● **Task**: In each of the items below, put "tomato plant" wherever "pepper plant" appears and write the lines out again with nothing else changed. Leave out the pictures.

● **Supplied data**:
** Begin **
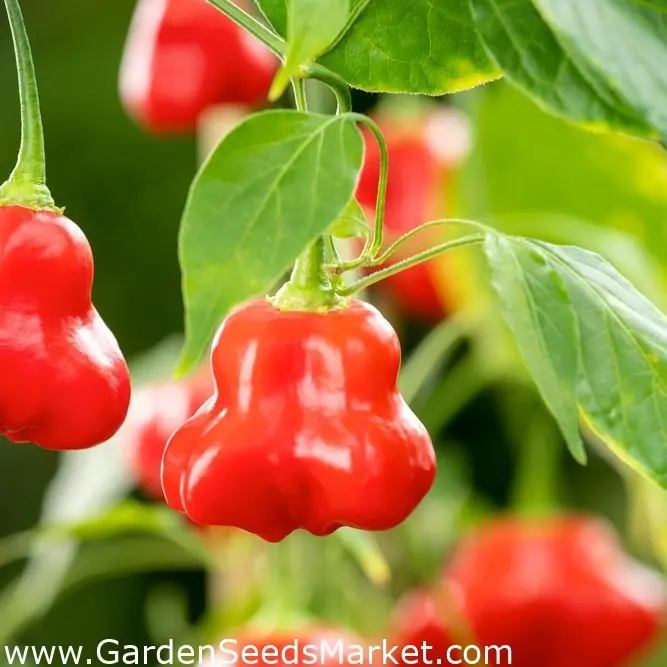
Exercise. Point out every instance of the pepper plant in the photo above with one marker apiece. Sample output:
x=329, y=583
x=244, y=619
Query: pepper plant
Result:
** End **
● **Written answer**:
Exercise. Point out every instance of the tomato plant in the photo above with one marker apiece. Sample output:
x=329, y=583
x=244, y=619
Query: tomato plant
Result:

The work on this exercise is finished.